### Entries from a pointing dataset
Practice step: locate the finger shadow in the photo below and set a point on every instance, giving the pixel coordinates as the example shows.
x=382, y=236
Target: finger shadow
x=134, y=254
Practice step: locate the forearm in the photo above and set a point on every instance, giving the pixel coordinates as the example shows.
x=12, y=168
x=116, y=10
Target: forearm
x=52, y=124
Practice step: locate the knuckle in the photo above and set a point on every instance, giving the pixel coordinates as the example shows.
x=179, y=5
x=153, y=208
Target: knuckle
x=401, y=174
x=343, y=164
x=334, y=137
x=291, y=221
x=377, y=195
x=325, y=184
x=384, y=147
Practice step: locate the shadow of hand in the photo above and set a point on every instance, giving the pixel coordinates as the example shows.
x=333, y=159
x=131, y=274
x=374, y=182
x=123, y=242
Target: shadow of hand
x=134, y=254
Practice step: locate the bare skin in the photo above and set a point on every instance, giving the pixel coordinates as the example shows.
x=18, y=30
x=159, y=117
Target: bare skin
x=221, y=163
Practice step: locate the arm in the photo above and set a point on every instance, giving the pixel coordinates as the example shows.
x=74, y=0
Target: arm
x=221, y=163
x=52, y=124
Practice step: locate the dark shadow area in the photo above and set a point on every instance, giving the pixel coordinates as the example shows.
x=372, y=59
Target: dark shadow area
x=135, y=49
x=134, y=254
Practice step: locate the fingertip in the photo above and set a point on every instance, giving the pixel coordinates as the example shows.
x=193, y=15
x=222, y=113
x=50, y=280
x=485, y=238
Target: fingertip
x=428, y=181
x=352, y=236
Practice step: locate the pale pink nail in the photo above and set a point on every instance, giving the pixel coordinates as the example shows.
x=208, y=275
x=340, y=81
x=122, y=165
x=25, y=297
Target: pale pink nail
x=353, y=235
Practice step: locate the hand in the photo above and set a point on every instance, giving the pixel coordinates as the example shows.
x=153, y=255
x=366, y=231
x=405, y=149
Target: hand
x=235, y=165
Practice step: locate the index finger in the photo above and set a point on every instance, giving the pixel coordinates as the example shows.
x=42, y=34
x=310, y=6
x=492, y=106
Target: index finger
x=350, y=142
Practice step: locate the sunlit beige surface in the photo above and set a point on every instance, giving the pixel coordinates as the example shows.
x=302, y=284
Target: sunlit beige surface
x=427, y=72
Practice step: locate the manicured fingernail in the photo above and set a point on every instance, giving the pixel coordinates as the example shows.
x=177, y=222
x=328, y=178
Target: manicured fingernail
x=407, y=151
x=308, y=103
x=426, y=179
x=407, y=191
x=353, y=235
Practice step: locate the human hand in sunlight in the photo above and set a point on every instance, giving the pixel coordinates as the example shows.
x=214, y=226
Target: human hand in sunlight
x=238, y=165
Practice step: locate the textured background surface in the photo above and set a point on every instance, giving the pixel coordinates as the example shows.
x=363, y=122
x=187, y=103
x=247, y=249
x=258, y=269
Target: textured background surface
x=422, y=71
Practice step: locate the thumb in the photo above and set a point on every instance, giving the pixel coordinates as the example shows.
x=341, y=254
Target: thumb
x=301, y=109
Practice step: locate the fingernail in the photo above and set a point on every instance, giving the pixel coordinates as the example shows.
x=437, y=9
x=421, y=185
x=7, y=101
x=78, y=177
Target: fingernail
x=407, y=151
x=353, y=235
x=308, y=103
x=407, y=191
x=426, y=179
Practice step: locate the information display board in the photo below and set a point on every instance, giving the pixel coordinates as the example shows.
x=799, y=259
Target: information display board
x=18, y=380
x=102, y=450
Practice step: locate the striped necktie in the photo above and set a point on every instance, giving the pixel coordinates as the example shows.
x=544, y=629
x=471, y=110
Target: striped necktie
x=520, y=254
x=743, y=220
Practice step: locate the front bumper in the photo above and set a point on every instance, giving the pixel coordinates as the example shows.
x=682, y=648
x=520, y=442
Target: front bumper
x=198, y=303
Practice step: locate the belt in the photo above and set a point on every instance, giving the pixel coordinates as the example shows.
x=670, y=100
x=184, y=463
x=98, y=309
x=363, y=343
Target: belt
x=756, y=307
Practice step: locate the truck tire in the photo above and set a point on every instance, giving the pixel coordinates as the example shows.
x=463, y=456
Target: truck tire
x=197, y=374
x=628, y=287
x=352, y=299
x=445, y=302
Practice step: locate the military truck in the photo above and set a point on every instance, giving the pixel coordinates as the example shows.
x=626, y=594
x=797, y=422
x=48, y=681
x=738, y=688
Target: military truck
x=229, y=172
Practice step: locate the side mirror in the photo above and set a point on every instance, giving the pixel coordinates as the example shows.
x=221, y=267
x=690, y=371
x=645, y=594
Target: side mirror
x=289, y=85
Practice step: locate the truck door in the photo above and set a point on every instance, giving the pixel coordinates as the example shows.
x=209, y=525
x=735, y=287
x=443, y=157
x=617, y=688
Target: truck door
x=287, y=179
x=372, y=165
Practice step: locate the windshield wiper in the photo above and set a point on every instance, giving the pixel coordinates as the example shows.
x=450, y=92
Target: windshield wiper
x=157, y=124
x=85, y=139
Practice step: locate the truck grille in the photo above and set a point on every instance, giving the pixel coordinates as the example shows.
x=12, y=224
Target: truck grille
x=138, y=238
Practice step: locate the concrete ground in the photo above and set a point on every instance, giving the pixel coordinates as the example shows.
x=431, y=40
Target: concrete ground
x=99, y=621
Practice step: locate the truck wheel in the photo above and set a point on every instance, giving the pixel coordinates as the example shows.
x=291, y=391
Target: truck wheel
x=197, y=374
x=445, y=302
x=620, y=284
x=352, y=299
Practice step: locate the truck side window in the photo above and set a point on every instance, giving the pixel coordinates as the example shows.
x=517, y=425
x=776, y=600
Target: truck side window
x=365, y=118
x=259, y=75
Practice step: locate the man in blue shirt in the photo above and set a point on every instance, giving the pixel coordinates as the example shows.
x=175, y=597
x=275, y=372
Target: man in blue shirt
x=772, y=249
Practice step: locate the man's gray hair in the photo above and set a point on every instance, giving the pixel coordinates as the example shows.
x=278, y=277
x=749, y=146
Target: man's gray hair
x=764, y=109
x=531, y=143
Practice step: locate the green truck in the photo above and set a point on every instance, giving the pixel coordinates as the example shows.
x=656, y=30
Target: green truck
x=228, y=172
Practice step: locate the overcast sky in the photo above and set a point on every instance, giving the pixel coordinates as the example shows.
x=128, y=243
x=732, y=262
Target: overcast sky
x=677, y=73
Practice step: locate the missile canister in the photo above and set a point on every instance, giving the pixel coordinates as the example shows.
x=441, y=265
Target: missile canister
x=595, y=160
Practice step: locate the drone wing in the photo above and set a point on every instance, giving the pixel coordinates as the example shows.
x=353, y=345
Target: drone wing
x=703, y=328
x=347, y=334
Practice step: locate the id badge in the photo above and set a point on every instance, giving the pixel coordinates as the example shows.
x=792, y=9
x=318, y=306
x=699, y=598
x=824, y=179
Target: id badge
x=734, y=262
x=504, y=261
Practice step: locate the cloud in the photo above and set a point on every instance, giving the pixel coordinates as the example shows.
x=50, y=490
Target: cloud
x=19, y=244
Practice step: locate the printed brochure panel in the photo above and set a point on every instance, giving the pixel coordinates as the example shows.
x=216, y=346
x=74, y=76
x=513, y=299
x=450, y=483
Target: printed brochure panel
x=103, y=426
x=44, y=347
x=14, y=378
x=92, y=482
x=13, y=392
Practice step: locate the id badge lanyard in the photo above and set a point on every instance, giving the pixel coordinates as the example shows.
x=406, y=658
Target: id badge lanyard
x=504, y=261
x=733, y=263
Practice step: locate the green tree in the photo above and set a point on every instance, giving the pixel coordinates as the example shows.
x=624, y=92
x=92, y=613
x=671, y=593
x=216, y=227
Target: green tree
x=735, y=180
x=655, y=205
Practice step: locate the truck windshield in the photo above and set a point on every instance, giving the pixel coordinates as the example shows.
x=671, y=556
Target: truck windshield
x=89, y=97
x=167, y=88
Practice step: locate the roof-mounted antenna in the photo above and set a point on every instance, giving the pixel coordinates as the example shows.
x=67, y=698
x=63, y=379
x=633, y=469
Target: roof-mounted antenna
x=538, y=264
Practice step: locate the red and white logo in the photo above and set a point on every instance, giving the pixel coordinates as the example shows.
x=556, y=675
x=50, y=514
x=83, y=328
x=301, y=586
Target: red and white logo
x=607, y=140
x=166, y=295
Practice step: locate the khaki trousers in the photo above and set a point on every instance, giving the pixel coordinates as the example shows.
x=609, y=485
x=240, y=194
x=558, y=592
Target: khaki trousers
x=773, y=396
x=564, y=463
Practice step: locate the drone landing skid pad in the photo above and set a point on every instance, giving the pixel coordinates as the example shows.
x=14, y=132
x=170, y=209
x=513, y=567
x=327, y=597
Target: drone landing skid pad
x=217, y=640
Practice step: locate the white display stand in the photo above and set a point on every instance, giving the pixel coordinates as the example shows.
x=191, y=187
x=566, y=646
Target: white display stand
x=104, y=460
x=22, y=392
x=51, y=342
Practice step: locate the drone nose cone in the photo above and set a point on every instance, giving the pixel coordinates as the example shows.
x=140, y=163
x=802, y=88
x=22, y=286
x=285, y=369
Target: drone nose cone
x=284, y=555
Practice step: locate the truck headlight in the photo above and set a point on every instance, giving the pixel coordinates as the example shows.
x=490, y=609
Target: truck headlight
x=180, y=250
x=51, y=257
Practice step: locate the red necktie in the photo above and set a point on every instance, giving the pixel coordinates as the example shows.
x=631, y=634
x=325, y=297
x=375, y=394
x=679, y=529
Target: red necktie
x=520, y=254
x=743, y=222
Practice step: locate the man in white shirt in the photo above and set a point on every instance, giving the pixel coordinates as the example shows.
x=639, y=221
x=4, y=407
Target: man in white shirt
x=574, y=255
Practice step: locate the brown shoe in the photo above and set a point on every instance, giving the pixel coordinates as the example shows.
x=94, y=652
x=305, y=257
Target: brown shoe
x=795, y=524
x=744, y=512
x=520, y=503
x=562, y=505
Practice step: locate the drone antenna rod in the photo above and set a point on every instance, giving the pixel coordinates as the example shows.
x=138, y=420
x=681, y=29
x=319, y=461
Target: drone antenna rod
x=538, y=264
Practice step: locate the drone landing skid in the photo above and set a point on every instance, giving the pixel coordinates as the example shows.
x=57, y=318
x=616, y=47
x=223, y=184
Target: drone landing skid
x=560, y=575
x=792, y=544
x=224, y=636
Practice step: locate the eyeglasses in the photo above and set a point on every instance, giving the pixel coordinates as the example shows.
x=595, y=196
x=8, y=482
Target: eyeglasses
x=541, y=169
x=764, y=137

### Problem details
Write out again, exactly, the lines from the one holding "Practice step: locate the drone nose" through the end of the listing, with both ends included.

### Finished exercise
Practice step: locate the drone nose cone in the photo above and set a point on every instance, giving the pixel coordinates as the example shows.
x=140, y=163
x=802, y=88
x=22, y=286
x=285, y=369
Target: drone nose cone
x=284, y=555
Practice step: locate the truck headlight in the photo above and set a point on every instance, giving the pixel coordinates as the example shows.
x=490, y=609
Target: truck headlight
x=180, y=250
x=51, y=257
Practice step: locate the red necktie in the photo above and set a point on every instance, giving the pixel coordinates as the example shows.
x=631, y=634
x=325, y=297
x=375, y=394
x=679, y=529
Target: red necktie
x=520, y=254
x=743, y=222
Practice step: locate the man in white shirt in the photo above and set a point on every instance, giving the pixel coordinates as the example shows.
x=639, y=221
x=4, y=407
Target: man in white shirt
x=574, y=255
Practice step: locate the brown shoe in the photo above and set a point on every instance, giving the pixel coordinates as the example shows.
x=94, y=652
x=305, y=257
Target: brown shoe
x=795, y=524
x=744, y=512
x=520, y=503
x=562, y=505
Practice step: locate the drone antenna rod in the photo above and set a point on every instance, giving the pixel coordinates as the example shows.
x=138, y=420
x=681, y=29
x=319, y=461
Target: drone antenna rod
x=538, y=264
Practice step: locate the drone landing skid in the photo above and set a point on every instance, giving the pixel coordinates as the example shows.
x=57, y=318
x=616, y=47
x=223, y=184
Target: drone landing skid
x=560, y=575
x=792, y=544
x=224, y=636
Practice step: locate the eyeglasses in the photo above and set a point on every instance, giving the pixel coordinates as the example shows.
x=595, y=196
x=8, y=482
Target: eyeglasses
x=541, y=169
x=764, y=137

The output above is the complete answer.